*USANDO AS INFORMAÇÕES*.
1 - Responda, com base no texto, às perguntas abaixo.
(a) Em que data Bolsonaro se referiu ao documento como "minuta de portaria apócrifa"?
(b) Quem exonerou os funcionários da secretaria que elaboraram a nota?
(c) A que o presidente comparou o País?
2 - Liste todos os trechos que o texto reproduz entre aspas.
3 - Reescreva a parte do texto que começa com as palavras contendo "A nota técnica" e termina com "general Eduardo Pazuello.", trocando "documento" por "parecer".

*TEXTO*.
=====

A nota técnica do ministério foi deturpada pelo presidente Jair Bolsonaro. Em 3 de junho, ele chamou o documento de “minuta de portaria apócrifa sobre aborto que circulou hoje pela internet”. Em seguida, funcionários da secretaria que elaboraram a nota foram exonerados pelo ministro interino da Saúde, general Eduardo Pazuello. 

O MPF também cita o presidente, que ao responder questionamentos de jornalistas sobre a preservação da Amazônia em 2019, afirmou que, “na cabeça dos europeus”, a Amazônia não pertence ao Brasil e comparou o País a uma virgem que “todo tarado quer”.

Em outra ocasião, também citada na ação, Bolsonaro criticou a possibilidade de o Brasil se tornar um local de turismo para homossexuais e disse: “Quem quiser vir aqui fazer sexo com uma mulher, fique à vontade.”

=====

*TRECHOS DOS DADOS*.

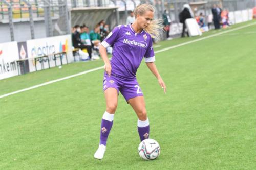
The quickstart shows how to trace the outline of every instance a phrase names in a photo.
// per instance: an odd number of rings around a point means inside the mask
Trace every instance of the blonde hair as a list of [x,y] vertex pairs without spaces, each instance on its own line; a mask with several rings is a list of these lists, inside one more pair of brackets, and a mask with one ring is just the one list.
[[[134,9],[134,13],[135,17],[139,14],[142,16],[146,11],[150,11],[155,13],[155,7],[151,4],[139,5]],[[161,35],[161,30],[163,30],[163,19],[154,19],[144,30],[150,34],[154,38],[160,39]]]

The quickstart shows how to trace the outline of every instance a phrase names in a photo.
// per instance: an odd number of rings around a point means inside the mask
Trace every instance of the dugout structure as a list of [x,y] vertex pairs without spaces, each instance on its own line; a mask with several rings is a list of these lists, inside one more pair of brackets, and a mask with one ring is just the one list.
[[100,20],[108,20],[112,28],[119,24],[118,7],[81,7],[74,8],[70,10],[71,26],[79,26],[84,23],[93,29]]

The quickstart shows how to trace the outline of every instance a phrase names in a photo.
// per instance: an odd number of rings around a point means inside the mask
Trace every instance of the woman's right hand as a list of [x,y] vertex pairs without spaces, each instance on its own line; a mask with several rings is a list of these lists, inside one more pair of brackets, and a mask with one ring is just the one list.
[[105,63],[105,65],[104,66],[104,69],[106,72],[109,75],[109,76],[110,76],[111,74],[111,65],[110,64],[110,62],[108,62]]

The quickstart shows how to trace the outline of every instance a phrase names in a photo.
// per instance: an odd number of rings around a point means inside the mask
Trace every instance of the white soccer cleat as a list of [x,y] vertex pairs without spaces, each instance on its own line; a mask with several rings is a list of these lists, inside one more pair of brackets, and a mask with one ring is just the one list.
[[106,146],[104,144],[99,145],[99,148],[94,154],[94,158],[99,160],[102,159],[105,151],[106,151]]

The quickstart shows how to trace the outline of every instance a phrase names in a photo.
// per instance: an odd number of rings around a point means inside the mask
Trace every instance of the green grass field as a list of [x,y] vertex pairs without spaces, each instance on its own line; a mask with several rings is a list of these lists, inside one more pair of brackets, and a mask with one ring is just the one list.
[[[157,53],[166,94],[142,63],[137,78],[150,137],[161,147],[157,160],[139,157],[137,118],[121,95],[104,158],[94,159],[105,107],[102,69],[0,99],[0,169],[255,169],[255,30]],[[163,41],[155,50],[202,37]],[[75,63],[0,80],[0,95],[103,65]]]

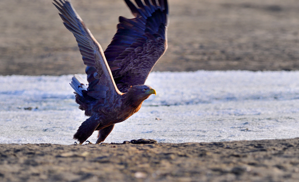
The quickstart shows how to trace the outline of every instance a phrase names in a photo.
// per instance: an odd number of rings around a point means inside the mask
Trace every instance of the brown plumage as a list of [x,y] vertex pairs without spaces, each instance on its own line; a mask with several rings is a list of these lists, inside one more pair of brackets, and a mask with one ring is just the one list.
[[138,111],[142,102],[156,92],[144,85],[167,47],[167,0],[124,0],[135,17],[119,17],[118,30],[103,51],[76,13],[70,1],[53,0],[63,24],[78,43],[88,83],[75,75],[70,84],[79,108],[90,117],[74,138],[80,144],[95,130],[97,143],[104,141],[114,124]]

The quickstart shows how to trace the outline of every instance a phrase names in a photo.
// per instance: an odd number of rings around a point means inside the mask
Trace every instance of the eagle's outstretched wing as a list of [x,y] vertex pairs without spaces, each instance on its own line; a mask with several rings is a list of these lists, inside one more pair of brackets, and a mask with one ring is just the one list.
[[[97,99],[108,99],[119,93],[101,46],[84,25],[79,15],[67,0],[54,0],[63,24],[74,34],[78,43],[84,64],[94,71],[87,74],[89,82],[87,94]],[[92,78],[91,81],[88,78]],[[109,92],[109,93],[108,93]]]
[[125,0],[135,17],[119,17],[118,30],[104,51],[118,88],[144,84],[167,48],[167,0]]

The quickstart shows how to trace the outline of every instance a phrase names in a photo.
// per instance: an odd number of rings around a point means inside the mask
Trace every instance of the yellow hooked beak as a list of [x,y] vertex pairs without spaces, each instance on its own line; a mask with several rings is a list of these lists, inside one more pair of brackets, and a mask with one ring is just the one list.
[[155,95],[156,91],[155,90],[155,89],[149,89],[145,93],[148,94],[154,94]]

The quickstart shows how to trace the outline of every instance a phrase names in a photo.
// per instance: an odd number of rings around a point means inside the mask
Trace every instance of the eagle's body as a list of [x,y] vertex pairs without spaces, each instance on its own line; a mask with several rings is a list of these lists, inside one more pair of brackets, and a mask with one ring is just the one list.
[[76,12],[69,0],[53,0],[64,24],[78,43],[88,83],[75,75],[70,84],[79,108],[90,117],[74,138],[80,144],[95,130],[97,143],[103,141],[114,124],[139,110],[142,102],[156,92],[144,85],[167,48],[167,0],[135,0],[137,7],[125,0],[135,17],[119,17],[118,30],[103,51]]

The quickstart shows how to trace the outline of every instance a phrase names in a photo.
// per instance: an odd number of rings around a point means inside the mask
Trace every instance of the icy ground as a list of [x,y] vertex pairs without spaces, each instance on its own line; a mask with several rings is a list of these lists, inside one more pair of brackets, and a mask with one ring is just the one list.
[[[0,143],[73,144],[87,118],[75,102],[72,76],[0,76]],[[153,72],[146,84],[157,95],[116,125],[105,142],[299,137],[299,71]]]

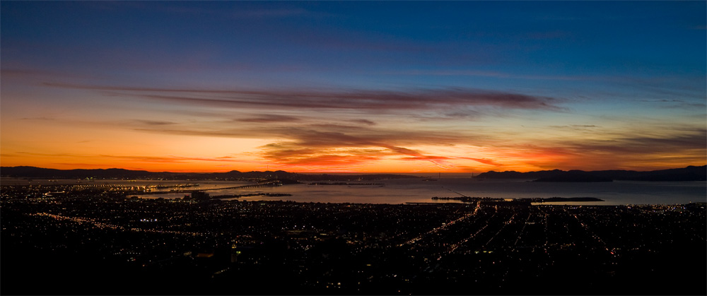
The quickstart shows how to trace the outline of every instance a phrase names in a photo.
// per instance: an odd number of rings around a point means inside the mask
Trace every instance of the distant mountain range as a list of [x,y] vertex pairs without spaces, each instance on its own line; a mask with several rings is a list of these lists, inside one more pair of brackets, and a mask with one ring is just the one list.
[[[237,180],[249,178],[279,179],[298,181],[347,181],[353,179],[378,180],[382,179],[417,178],[418,177],[394,174],[298,174],[278,170],[274,172],[148,172],[124,169],[56,170],[36,167],[0,167],[2,177],[35,179],[153,179],[166,180]],[[515,171],[490,171],[474,177],[478,179],[532,179],[535,182],[611,182],[612,180],[633,181],[705,181],[707,180],[707,165],[689,166],[680,169],[660,170],[648,172],[631,170],[560,170],[520,172]]]
[[660,170],[647,172],[632,170],[603,170],[585,172],[560,170],[520,172],[515,171],[487,172],[474,177],[479,179],[534,179],[536,182],[611,182],[631,181],[705,181],[707,165],[690,165],[680,169]]
[[274,172],[148,172],[124,169],[56,170],[36,167],[0,167],[0,176],[35,179],[153,179],[166,180],[237,180],[250,178],[278,179],[300,181],[346,181],[351,179],[377,180],[381,179],[416,178],[415,176],[392,174],[297,174],[278,170]]

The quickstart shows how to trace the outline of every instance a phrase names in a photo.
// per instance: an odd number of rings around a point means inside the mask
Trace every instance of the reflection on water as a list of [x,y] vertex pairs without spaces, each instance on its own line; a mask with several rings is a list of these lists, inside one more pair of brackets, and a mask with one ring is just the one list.
[[[492,197],[501,199],[559,197],[595,197],[600,202],[560,202],[544,204],[620,205],[620,204],[676,204],[707,201],[707,182],[632,182],[574,183],[531,182],[529,180],[478,181],[471,178],[442,178],[436,182],[422,179],[376,180],[383,185],[310,185],[299,184],[276,187],[209,190],[211,196],[250,194],[257,193],[289,194],[291,196],[245,196],[238,199],[286,200],[299,202],[405,203],[457,203],[458,201],[432,200],[433,196]],[[13,184],[72,184],[75,179],[49,180],[3,178],[2,185]],[[252,184],[228,181],[160,181],[160,180],[81,180],[82,184],[117,184],[124,186],[176,185],[199,184],[189,189],[214,189]],[[163,194],[139,196],[144,198],[180,199],[185,194]]]
[[[380,180],[384,185],[285,185],[250,189],[210,190],[211,196],[253,193],[290,194],[291,196],[246,196],[238,199],[286,200],[299,202],[405,203],[457,203],[458,201],[432,200],[433,196],[492,197],[502,199],[595,197],[604,201],[555,202],[544,204],[620,205],[676,204],[707,201],[704,182],[641,182],[617,181],[597,183],[530,182],[527,180],[484,180],[470,178],[442,179],[438,182],[421,179]],[[242,184],[243,183],[239,183]],[[237,186],[225,182],[219,186]],[[208,188],[208,187],[207,187]],[[211,187],[214,188],[214,187]],[[181,198],[184,194],[146,195],[146,198]]]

=====

*RESULTADOS DOS EXERCÍCIOS*.
1 -
(a) Em 3 de junho.
(b) O ministro interino da Saúde, general Eduardo Pazuello.
(c) A uma virgem que "todo tarado quer".

2 -
- "minuta de portaria apócrifa sobre aborto que circulou hoje pela internet"
- "na cabeça dos europeus"
- "todo tarado quer"
- "Quem quiser vir aqui fazer sexo com uma mulher, fique à vontade."

3 -
A nota técnica do ministério foi deturpada pelo presidente Jair Bolsonaro. Em 3 de junho, ele chamou o parecer de “minuta de portaria apócrifa sobre aborto que circulou hoje pela internet”. Em seguida, funcionários da secretaria que elaboraram a nota foram exonerados pelo ministro interino da Saúde, general Eduardo Pazuello.